--- INPUT MATERIAL ---
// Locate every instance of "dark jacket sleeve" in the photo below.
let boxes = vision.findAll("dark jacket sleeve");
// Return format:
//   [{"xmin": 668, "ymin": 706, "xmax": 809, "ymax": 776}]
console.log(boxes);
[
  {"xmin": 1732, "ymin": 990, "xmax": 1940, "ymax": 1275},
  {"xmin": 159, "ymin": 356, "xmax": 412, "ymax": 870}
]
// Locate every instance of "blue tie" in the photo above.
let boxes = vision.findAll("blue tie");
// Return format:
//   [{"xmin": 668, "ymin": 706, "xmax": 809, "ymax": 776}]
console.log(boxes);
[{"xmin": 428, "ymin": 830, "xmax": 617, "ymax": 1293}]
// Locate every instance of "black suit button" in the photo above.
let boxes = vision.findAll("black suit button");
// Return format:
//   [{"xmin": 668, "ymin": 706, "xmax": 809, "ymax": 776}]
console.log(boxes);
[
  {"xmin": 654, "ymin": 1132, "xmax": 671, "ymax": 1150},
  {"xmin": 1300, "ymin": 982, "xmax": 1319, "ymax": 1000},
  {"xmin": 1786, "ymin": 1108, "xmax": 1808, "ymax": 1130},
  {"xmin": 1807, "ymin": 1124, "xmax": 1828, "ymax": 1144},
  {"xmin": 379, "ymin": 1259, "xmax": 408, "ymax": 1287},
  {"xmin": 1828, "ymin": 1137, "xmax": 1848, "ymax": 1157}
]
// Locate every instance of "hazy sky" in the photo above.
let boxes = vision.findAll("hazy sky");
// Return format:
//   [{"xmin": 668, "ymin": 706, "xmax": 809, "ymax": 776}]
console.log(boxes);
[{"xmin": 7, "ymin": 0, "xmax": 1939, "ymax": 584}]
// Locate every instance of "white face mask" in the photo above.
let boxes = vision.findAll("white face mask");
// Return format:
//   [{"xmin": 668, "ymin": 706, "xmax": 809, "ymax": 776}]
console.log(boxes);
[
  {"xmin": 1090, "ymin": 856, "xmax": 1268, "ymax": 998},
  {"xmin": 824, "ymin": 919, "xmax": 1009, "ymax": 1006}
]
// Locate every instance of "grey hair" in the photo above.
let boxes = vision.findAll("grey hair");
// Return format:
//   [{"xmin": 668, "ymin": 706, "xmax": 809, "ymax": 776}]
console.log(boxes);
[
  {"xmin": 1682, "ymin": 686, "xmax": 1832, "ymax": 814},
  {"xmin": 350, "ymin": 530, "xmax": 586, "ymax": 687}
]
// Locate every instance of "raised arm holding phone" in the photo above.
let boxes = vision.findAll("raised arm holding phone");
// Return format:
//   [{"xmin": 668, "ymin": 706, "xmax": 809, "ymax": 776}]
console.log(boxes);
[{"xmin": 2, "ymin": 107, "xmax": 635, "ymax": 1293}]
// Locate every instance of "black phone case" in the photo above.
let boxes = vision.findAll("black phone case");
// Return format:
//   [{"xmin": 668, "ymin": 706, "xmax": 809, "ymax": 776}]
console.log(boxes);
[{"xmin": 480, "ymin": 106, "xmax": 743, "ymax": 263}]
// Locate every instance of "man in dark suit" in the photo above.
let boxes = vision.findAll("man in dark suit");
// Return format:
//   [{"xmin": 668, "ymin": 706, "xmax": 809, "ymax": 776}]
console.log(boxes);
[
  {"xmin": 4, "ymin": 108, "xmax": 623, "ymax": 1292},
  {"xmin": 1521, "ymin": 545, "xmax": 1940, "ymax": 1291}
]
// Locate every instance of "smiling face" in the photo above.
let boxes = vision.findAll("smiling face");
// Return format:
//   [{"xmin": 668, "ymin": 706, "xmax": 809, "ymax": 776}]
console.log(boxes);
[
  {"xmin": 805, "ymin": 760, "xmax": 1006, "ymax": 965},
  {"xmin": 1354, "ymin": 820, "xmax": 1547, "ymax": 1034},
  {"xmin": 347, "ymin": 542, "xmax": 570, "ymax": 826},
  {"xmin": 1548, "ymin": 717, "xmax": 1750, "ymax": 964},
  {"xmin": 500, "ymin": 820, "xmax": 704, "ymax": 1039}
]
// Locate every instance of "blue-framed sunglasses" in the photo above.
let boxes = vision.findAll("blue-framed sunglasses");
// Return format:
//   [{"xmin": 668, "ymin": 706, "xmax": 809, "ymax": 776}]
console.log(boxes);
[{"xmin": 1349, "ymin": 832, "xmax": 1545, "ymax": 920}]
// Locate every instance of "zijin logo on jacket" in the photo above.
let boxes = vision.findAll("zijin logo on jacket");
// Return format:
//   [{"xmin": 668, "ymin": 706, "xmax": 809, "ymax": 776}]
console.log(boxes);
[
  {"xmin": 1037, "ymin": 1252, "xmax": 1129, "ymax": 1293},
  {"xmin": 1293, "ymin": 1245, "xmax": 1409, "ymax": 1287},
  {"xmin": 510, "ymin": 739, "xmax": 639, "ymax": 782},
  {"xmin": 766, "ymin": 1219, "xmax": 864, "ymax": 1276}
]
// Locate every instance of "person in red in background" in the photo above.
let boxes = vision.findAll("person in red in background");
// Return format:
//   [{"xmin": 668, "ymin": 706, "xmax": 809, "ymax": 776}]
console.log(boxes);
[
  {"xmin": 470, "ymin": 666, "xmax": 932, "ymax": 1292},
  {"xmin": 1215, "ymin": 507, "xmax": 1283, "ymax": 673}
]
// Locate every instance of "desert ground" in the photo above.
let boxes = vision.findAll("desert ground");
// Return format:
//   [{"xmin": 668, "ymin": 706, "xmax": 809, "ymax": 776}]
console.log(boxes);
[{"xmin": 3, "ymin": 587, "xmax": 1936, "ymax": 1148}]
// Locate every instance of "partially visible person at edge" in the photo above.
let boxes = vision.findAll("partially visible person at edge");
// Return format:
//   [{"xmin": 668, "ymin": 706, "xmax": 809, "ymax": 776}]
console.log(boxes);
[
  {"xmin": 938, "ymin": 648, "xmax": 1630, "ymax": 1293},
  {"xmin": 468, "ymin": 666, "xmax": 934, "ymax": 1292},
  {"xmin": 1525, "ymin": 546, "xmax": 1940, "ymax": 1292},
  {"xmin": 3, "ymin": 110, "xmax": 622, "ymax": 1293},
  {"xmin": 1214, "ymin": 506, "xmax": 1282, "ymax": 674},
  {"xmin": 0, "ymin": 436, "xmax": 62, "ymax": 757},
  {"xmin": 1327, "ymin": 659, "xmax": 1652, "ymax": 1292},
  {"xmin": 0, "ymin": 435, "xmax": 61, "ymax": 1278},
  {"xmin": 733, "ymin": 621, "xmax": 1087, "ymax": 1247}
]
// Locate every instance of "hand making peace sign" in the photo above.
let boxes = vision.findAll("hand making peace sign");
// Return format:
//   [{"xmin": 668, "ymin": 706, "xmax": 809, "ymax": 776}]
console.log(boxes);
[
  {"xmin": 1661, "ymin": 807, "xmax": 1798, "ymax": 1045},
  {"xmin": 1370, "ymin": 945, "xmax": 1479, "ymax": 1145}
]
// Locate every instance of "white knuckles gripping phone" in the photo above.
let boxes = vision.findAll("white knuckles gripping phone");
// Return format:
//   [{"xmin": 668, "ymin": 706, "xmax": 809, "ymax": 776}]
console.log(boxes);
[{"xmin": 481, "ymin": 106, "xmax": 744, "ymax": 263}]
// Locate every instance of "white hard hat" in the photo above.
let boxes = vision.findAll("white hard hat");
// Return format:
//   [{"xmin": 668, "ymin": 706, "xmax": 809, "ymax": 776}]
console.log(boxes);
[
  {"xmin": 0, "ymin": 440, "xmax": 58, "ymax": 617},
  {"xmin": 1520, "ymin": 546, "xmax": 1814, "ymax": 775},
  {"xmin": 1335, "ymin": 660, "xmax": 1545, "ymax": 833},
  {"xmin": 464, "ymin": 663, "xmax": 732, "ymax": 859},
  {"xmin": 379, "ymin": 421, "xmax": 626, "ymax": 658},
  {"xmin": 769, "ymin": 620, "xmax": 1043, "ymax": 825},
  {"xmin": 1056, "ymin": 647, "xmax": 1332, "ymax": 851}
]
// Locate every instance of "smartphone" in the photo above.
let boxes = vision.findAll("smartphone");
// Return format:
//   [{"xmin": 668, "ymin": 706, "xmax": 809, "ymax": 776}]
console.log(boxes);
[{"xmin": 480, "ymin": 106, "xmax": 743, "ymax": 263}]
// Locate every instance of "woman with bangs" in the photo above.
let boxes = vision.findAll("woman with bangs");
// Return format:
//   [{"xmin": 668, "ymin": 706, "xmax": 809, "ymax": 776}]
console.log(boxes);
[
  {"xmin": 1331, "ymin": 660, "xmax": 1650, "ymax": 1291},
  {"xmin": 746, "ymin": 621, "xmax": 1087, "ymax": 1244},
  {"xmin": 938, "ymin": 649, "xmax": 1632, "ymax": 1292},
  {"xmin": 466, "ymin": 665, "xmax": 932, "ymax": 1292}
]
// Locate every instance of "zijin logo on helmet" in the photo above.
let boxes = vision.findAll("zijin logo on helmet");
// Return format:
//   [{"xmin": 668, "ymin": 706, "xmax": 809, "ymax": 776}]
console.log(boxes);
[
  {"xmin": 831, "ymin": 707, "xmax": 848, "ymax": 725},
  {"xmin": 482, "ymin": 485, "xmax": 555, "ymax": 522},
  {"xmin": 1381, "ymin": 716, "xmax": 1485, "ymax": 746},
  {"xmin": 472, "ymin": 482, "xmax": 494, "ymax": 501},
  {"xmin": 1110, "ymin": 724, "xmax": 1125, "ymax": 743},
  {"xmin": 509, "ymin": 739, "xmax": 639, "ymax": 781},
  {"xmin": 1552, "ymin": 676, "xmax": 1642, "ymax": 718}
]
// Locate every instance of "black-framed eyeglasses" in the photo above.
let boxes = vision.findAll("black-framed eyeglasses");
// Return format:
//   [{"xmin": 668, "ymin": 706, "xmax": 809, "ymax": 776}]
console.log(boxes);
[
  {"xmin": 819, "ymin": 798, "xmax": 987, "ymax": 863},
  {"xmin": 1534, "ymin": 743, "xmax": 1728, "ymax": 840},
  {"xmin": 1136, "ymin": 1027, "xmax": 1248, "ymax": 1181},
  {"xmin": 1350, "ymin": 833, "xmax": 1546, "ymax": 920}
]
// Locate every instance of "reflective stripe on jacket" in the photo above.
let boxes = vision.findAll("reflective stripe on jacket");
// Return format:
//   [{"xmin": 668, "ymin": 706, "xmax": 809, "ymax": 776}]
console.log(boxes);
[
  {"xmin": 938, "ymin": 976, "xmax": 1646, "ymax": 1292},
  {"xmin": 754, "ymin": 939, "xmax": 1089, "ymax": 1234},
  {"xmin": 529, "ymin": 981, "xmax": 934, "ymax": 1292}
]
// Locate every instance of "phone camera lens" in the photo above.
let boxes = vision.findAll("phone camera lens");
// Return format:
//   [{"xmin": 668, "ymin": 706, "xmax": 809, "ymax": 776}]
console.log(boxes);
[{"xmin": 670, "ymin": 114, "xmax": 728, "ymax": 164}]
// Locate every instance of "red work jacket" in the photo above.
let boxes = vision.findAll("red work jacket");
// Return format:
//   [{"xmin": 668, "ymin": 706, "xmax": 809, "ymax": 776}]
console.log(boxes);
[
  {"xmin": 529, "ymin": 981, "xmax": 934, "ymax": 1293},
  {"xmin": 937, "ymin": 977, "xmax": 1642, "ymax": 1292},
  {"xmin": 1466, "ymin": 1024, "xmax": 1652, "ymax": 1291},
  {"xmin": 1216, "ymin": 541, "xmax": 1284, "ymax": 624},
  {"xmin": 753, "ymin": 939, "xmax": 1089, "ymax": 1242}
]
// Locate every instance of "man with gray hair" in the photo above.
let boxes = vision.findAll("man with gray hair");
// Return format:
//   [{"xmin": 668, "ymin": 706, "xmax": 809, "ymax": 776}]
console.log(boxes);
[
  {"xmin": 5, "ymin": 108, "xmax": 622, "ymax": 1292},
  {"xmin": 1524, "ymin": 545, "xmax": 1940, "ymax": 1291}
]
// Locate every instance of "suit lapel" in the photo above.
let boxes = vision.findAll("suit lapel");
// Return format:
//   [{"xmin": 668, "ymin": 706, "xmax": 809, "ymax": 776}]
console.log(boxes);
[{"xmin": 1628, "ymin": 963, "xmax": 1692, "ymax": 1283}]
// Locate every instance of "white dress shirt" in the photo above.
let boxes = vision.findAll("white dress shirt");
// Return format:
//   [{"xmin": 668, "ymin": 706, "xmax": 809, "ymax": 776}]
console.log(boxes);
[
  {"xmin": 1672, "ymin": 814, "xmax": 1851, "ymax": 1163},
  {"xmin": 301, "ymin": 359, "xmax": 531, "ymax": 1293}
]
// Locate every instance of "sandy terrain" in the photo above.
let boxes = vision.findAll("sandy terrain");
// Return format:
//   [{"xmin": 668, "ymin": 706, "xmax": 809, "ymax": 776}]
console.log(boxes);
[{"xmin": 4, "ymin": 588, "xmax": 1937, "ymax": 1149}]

--- TASK PROMPT ---
Scan the records above, then copy out each line that mentions "gray".

--- RESULT OF THE EXERCISE ---
// Locate every instance of "man with gray hair" in the photo above.
let boxes = vision.findAll("man with gray hair");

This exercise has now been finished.